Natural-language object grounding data
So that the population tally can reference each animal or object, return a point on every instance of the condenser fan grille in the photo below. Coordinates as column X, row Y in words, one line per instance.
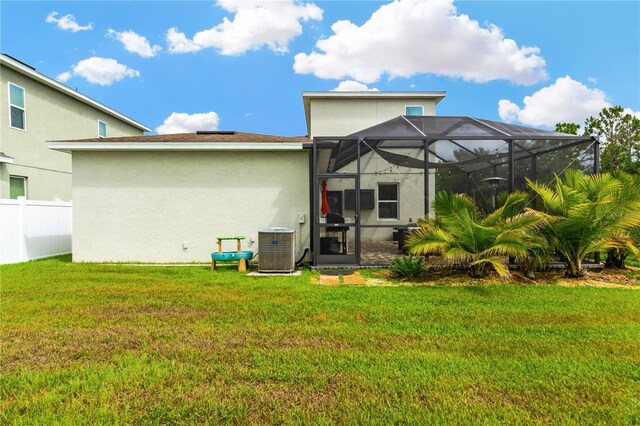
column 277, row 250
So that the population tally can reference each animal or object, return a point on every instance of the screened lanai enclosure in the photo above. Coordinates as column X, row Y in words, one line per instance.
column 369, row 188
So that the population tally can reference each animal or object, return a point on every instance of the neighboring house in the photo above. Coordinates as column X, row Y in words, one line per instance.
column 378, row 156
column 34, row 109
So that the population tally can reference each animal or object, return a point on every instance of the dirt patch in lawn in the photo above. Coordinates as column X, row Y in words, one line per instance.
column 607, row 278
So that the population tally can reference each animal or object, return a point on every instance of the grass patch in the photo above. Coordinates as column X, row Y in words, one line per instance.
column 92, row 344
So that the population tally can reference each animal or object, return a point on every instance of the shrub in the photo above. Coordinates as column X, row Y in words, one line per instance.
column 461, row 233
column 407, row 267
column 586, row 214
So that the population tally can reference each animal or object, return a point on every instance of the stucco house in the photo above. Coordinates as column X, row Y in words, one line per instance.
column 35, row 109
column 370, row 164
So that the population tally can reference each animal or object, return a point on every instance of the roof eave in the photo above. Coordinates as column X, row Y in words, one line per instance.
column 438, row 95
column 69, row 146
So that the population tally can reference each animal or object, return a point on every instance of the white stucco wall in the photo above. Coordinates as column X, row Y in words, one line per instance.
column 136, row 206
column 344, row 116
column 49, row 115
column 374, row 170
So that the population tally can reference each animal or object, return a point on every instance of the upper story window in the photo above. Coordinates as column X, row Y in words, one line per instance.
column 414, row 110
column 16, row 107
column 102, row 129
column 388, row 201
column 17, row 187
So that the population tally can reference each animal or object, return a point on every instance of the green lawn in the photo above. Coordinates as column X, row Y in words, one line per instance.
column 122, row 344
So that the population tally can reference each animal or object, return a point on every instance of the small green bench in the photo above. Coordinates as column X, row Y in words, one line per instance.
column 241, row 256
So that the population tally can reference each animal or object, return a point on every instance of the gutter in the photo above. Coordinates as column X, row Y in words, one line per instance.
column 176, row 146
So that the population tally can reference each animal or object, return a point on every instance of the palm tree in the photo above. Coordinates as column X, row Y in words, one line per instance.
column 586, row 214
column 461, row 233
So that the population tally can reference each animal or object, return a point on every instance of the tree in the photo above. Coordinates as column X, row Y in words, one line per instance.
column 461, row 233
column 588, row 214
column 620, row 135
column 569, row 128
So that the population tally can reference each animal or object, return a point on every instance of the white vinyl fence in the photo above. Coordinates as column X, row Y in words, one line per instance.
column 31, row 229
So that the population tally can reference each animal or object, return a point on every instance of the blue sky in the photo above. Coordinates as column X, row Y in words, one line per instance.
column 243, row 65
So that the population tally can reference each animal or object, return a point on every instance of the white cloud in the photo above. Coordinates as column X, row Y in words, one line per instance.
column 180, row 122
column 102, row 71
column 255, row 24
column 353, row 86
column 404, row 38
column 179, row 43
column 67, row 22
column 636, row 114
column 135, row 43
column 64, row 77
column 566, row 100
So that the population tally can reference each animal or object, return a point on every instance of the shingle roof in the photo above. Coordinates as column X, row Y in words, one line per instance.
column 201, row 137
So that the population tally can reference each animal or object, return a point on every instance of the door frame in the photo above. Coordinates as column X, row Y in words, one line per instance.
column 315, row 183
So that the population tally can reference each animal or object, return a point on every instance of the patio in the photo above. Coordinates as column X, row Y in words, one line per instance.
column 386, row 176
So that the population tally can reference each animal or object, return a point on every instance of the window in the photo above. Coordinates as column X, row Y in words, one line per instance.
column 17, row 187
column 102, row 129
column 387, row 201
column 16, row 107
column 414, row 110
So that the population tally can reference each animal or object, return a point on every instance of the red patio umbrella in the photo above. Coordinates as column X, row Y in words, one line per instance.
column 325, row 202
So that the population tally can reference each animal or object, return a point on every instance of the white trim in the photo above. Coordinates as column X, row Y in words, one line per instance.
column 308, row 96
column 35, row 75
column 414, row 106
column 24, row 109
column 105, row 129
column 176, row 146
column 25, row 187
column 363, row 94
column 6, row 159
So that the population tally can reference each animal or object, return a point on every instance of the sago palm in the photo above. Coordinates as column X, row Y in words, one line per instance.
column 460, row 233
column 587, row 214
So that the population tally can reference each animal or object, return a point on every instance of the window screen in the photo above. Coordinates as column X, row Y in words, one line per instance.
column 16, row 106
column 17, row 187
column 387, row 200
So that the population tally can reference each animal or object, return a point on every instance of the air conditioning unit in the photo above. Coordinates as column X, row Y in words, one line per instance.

## Task prompt
The data above should be restated exactly, with its images dropped.

## The completed task
So that the population tally can reference each animal or object, return a point on every instance of the condenser fan grille in the photo below. Coordinates as column X, row Y in words, one line per instance.
column 277, row 250
So that the population tally can reference each animal or object, return a point on every instance of the screened lanai enclosure in the photo above. Coordinates as column X, row Y in words, one line per instance.
column 369, row 188
So that the population tally can reference each animal or object, return a point on every instance of the neighboring house in the photo above. Coordinates as column X, row Y in words, one line per instance.
column 378, row 156
column 34, row 109
So that the population tally can reference each animal or object, return a point on every instance of the dirt patch in lawn in the photo above. Coordinates as column X, row Y in words, one line per instance.
column 607, row 278
So that the population tally can reference each animal or object, return a point on every instance of the grass patch in the photo above. Coordinates as column X, row Y in words, one line per instance.
column 92, row 344
So that the population tally can reference each animal or object, return a point on every instance of the shrub in the photo above. Coordinates as column X, row Y in words, one line per instance.
column 461, row 233
column 407, row 267
column 586, row 214
So that the population tally can reference each animal or object, return a point on every instance of the stucco house in the photo above. Coordinates as column X, row Y in words, one line per instance.
column 35, row 109
column 370, row 164
So that the population tally can reference each animal or object, return a point on every instance of the roof eave in the photo above. Coordinates as column X, row Y in words, one line per instance.
column 438, row 95
column 69, row 146
So that the population tally can reference each animal or object, return a point on every instance of the white stucco wall in the photo above. Coordinates as column X, row Y in words, one line per instance.
column 136, row 206
column 344, row 116
column 49, row 115
column 374, row 170
So that the population tally can reference each animal or object, return a point on every instance of the upper story window in the photo above. Coordinates as column X, row Y in words, one line per instance.
column 414, row 110
column 16, row 107
column 102, row 129
column 388, row 201
column 17, row 187
So that the population tally can reference each animal or object, return a point on every instance of the green lawn in the photo above. Coordinates as column X, row Y in words, one line per instance.
column 122, row 344
So that the population tally can reference each animal or object, return a point on every instance of the small green bench in the photo above. Coordinates as column X, row Y in words, one line per instance.
column 241, row 256
So that the population tally can reference each animal or object, return a point on every instance of the gutter in the photo above. Coordinates as column X, row Y in words, one line per instance.
column 176, row 146
So that the population tally can reference each animal or object, return a point on every instance of the palm tree in the photo above. Coordinates as column X, row Y in words, one line per instance.
column 586, row 214
column 461, row 233
So that the population tally can reference each animal or object, return a point on every instance of the tree in the photo above. Coordinates as column X, row Y in words, one line per instance.
column 461, row 233
column 588, row 214
column 620, row 135
column 569, row 128
So that the population tally can reference each animal or object, return a point on every instance of the white vinyl fence in the photo above. Coordinates as column X, row Y in words, one line per instance.
column 31, row 229
So that the population tally can reference each animal or object, return a point on every instance of the blue sky in the photo above. Coordinates as column X, row Y in words, one line per instance.
column 243, row 65
So that the population tally can reference each animal or object, return a point on every instance of the white cloud in the photo above. Coordinates as column X, row Y in words, one line per instance.
column 180, row 122
column 102, row 71
column 255, row 24
column 353, row 86
column 404, row 38
column 179, row 43
column 67, row 22
column 636, row 114
column 135, row 43
column 64, row 77
column 566, row 100
So that the population tally can reference each animal or object, return a point on every instance of the shingle roof in the photo above. Coordinates as column X, row Y in words, one line per instance.
column 201, row 137
So that the population tally can reference each animal or object, return a point on every instance of the door frame in the photo above. Coordinates as column X, row Y in words, one line per instance.
column 315, row 183
So that the population tally can reference each animal or object, return a point on every instance of the patio in the photo above. Coordinates as column X, row Y in words, one line per instance.
column 386, row 176
So that the population tally can reference each animal or object, return a point on every instance of the window in the photo above. Coordinates as column X, row Y in words, one line per instance.
column 17, row 187
column 102, row 129
column 387, row 201
column 16, row 107
column 414, row 110
So that the population tally can reference each animal or object, return a point on every instance of the red patio umbrella in the photo above. Coordinates as column X, row Y in words, one line per instance.
column 325, row 202
So that the population tally can reference each animal or object, return a point on every instance of the white trim in the photo above. Coordinates as column X, row Y in words, one line per instance.
column 308, row 96
column 35, row 75
column 414, row 106
column 24, row 109
column 105, row 129
column 176, row 146
column 25, row 187
column 363, row 94
column 6, row 159
So that the population tally can reference each animal or object, return a point on every instance of the sago palm in the photo above. Coordinates as column X, row Y in words, one line per instance.
column 460, row 233
column 587, row 214
So that the population tally can reference each animal or object, return a point on every instance of the window screen in the photo above. Coordinates as column X, row Y in words, one line per instance.
column 16, row 106
column 17, row 187
column 387, row 200
So that the population tally can reference each animal or object, return a point on every instance of the air conditioning unit in the photo above. Coordinates as column X, row Y in words, one line per instance.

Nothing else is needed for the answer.